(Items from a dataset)
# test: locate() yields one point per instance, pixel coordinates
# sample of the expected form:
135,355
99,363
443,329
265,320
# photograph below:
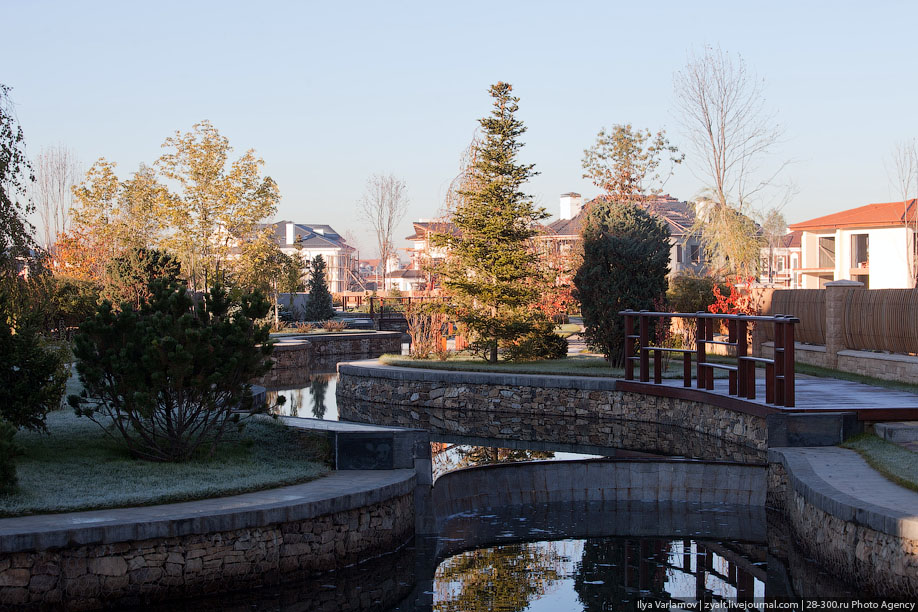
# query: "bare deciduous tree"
731,133
57,170
384,205
904,175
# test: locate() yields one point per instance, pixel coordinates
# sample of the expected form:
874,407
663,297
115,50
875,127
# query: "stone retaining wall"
564,409
114,574
296,357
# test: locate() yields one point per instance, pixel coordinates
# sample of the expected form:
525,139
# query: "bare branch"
730,132
383,206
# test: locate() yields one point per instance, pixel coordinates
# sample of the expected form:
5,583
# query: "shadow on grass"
76,466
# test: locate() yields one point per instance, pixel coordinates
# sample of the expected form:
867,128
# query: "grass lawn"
894,462
573,365
78,467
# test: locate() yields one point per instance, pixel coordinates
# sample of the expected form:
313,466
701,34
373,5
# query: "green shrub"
32,373
689,293
625,263
542,343
170,377
319,301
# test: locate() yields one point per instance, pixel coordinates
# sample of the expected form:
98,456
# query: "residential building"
873,244
781,262
686,253
309,240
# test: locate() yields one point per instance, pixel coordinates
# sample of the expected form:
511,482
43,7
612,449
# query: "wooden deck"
812,395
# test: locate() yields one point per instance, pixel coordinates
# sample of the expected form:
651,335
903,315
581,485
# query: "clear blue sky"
329,93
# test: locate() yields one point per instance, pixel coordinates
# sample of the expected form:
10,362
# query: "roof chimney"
571,205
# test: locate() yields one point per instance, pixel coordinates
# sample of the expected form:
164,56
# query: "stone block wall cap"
845,283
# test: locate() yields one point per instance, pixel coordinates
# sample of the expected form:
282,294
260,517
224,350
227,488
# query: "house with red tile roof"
873,244
781,261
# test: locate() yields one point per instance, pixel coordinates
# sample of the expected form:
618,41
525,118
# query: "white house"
309,240
686,254
873,244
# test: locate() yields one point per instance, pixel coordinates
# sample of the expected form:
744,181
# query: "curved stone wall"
135,556
564,409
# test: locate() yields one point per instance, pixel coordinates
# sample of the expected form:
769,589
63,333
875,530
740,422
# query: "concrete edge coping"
376,369
336,492
821,494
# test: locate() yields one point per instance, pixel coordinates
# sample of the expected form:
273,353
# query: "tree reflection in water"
316,399
599,574
318,386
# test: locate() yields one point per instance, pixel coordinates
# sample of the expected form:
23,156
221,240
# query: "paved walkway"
840,482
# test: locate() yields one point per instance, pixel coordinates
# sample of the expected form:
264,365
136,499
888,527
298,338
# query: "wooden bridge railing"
779,372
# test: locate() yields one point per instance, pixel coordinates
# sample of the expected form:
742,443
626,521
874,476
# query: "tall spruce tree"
490,270
318,302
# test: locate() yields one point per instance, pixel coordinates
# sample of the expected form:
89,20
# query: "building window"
827,252
859,255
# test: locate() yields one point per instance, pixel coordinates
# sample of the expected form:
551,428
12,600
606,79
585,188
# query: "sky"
330,93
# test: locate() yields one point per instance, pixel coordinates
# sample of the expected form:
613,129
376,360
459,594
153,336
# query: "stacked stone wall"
139,572
548,409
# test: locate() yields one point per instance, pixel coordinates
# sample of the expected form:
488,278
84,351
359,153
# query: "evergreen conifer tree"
625,263
319,302
491,269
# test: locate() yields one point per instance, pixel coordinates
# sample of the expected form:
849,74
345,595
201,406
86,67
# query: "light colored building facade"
873,244
780,265
686,255
308,240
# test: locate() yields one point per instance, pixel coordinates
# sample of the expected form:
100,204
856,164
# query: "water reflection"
314,400
447,456
599,574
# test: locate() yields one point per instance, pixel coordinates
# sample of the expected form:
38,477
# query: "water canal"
569,555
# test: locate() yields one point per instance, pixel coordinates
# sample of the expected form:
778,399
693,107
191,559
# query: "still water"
314,400
521,559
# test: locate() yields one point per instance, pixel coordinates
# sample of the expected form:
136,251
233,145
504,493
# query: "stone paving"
903,433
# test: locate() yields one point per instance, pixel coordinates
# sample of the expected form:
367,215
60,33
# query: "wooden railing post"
741,351
708,337
699,350
645,341
789,362
780,361
629,346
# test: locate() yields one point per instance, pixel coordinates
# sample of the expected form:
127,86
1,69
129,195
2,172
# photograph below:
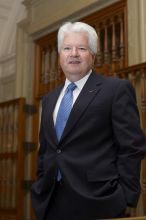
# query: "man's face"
75,56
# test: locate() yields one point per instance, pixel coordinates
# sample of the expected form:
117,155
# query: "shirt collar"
80,83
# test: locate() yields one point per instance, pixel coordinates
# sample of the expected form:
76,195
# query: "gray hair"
78,27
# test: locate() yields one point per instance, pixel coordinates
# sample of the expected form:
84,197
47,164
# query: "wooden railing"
12,134
137,75
111,26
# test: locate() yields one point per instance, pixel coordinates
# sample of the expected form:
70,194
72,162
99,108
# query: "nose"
74,52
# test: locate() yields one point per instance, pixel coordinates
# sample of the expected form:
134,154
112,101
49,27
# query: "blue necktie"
63,114
64,110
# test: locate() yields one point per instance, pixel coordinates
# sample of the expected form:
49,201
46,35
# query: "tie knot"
71,86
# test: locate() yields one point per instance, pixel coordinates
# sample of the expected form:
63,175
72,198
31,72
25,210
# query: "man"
89,161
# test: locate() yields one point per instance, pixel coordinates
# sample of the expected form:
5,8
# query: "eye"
67,48
83,49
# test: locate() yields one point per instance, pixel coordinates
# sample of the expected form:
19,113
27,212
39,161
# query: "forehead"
75,38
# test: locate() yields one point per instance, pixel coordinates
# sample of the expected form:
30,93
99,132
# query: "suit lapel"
90,89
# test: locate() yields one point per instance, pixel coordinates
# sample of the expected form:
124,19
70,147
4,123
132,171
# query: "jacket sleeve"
129,139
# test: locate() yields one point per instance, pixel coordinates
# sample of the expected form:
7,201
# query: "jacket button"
58,151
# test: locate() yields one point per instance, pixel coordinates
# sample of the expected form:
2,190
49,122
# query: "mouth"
74,62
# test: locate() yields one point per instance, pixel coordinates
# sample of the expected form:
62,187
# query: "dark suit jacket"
100,152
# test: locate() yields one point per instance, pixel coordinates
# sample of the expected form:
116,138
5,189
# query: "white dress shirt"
80,83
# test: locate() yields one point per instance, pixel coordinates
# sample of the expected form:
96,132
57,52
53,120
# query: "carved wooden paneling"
12,134
137,75
111,26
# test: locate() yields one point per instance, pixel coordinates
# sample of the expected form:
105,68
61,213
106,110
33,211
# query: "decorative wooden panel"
111,26
137,75
12,134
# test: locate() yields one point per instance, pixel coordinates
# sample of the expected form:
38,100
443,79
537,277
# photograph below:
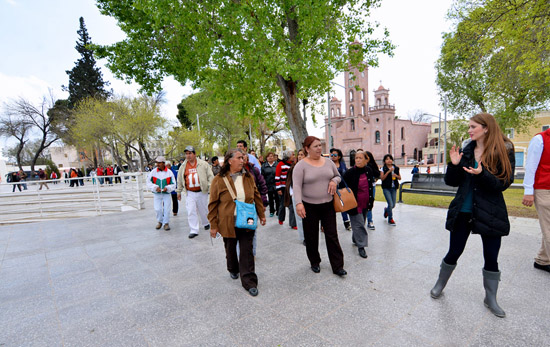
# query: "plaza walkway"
116,281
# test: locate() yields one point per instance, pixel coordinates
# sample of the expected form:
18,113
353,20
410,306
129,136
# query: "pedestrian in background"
338,159
390,183
268,171
315,180
481,171
360,179
161,182
536,185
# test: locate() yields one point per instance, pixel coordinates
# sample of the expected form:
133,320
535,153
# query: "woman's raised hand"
455,155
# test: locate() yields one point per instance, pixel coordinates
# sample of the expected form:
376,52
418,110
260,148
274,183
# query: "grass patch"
513,198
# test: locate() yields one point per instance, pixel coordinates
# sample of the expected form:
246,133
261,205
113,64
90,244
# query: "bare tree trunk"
292,109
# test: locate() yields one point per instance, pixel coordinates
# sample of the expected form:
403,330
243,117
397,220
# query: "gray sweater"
310,183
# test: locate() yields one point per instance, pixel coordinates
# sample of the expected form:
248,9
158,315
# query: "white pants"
196,204
163,205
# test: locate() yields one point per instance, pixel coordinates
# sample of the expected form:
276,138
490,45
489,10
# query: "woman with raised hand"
314,183
221,215
482,170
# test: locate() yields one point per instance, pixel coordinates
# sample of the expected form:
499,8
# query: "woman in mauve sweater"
314,183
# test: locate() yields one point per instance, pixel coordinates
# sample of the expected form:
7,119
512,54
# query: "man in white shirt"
194,179
161,183
242,145
536,186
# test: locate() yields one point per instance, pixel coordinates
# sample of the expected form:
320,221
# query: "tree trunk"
292,110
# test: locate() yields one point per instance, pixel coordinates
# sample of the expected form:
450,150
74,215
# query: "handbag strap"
233,195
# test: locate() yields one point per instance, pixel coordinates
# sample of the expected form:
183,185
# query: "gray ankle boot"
444,275
490,282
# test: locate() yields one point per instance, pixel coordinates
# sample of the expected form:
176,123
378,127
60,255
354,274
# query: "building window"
510,133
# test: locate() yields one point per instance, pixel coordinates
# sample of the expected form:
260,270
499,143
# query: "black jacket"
352,179
489,214
268,172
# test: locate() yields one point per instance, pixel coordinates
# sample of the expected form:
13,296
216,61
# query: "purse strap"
233,195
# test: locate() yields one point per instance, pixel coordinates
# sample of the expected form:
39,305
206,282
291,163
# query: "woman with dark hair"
390,183
482,170
315,180
376,175
360,179
221,215
338,159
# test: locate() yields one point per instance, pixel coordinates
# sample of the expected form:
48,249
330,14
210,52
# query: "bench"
422,183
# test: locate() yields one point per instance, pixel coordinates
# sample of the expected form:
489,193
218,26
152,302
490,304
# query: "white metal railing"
71,197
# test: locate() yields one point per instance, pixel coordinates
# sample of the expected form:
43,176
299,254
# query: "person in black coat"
360,179
481,171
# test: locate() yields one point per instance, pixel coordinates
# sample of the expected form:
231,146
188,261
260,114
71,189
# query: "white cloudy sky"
38,37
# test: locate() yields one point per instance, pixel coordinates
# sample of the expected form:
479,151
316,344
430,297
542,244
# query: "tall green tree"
85,78
497,60
251,49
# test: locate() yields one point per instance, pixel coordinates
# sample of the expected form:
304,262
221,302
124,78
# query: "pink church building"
375,128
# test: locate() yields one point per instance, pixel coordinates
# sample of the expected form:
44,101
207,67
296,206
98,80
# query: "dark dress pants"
244,262
327,216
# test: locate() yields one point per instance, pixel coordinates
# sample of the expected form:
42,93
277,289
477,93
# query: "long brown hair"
495,155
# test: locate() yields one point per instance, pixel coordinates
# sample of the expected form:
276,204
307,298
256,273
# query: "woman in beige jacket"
221,214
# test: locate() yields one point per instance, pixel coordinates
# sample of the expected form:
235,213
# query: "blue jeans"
390,195
369,213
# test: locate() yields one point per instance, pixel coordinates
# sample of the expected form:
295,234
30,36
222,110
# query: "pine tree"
85,79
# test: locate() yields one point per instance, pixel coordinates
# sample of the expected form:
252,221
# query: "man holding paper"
161,182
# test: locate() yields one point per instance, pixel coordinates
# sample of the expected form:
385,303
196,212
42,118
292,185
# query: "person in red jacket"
280,185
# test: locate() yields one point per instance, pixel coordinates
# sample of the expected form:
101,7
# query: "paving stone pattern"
116,281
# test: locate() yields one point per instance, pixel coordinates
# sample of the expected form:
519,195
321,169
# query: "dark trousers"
459,237
273,201
326,215
244,262
175,205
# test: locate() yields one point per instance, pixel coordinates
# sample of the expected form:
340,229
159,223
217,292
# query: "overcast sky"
38,39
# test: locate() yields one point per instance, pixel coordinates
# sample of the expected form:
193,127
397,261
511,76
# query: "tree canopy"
497,59
249,50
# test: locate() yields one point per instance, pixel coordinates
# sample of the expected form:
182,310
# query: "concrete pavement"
116,281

◆ Task details
Gather every line of the records that contains the string "gray", and list each one on its own line.

◆ Answer
# query: "gray hair"
# query: "gray sweater"
# query: "gray ankle boot"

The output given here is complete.